» **TASK TO COMPLETE**:
Pull out every line of the records below that contains the word "objects", and copy each of those lines in full.

-- Start of EXCERPTED DATA --

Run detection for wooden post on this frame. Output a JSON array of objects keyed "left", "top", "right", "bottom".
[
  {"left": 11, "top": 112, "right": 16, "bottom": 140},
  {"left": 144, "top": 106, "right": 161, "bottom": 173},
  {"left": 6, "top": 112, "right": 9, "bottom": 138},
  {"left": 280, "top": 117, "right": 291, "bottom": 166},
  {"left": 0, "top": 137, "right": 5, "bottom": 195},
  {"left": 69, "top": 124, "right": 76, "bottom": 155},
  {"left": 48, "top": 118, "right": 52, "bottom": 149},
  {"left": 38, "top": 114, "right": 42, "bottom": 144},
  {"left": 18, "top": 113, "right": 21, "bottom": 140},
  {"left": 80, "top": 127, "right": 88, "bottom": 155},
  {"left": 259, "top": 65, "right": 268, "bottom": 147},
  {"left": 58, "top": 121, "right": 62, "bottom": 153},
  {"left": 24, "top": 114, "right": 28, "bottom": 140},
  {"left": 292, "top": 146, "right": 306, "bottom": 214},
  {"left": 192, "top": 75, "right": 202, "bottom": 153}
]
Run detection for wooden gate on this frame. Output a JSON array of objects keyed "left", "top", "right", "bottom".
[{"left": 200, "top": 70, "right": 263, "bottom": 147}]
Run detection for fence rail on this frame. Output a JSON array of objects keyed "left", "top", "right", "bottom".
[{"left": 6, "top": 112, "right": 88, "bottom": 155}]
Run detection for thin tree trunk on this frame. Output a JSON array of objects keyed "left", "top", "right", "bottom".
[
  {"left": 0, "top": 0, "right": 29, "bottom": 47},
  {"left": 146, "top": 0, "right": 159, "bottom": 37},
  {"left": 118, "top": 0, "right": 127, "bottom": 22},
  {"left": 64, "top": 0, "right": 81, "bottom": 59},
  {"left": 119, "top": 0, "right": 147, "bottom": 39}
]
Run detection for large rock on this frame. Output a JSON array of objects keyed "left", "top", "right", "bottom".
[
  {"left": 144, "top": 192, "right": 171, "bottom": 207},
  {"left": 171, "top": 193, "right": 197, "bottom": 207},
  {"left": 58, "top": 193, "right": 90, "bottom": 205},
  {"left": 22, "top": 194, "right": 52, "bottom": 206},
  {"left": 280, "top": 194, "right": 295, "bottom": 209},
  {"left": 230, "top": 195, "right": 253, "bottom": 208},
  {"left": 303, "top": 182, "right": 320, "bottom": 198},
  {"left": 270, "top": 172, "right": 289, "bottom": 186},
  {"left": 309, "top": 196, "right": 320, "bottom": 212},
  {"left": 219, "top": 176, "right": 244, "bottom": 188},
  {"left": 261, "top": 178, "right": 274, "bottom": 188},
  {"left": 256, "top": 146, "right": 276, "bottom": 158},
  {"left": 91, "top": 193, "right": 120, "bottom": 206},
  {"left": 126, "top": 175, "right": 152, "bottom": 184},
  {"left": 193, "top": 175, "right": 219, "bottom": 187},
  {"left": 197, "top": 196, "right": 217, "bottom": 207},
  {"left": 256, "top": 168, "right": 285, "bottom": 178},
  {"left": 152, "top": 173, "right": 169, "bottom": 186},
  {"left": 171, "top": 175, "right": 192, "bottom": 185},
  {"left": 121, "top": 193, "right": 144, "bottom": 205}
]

-- End of EXCERPTED DATA --

» **OUTPUT OF THE EXERCISE**:
Run detection for wooden post on this frame. Output a JSON array of objects keyed "left", "top", "right", "bottom".
Run detection for wooden gate on this frame. Output a JSON array of objects keyed "left", "top", "right", "bottom".
Run detection for fence rail on this frame. Output a JSON array of objects keyed "left", "top", "right", "bottom".
Run detection for thin tree trunk on this frame. Output a JSON array of objects keyed "left", "top", "right", "bottom".
Run detection for large rock on this frame. Output a JSON array of objects keyed "left", "top", "right", "bottom".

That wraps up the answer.